Required work »
Once you find the line that contains "As a warehouse robot's perception module, locate shadow", write out that line and every line after it to the end of the records, exactly and with nothing else.

Material to process »
Content starts
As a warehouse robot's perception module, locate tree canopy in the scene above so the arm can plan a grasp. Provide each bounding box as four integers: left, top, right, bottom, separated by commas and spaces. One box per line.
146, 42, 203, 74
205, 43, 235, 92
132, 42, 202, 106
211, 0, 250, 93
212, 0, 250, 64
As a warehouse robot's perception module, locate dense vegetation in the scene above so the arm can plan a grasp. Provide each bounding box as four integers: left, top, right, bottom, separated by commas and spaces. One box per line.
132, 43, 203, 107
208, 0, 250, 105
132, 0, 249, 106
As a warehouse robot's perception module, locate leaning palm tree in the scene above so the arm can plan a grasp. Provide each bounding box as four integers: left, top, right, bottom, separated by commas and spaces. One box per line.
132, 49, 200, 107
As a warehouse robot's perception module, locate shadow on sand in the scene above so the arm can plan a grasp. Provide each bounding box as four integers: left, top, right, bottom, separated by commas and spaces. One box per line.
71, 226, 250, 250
Content ends
Solution »
As a warehouse robot's perception module, locate shadow on sand in the scene above so the arm can plan a grasp. Provide each bounding box as four integers: left, top, right, bottom, separated by commas and spaces. One box per line.
71, 226, 250, 250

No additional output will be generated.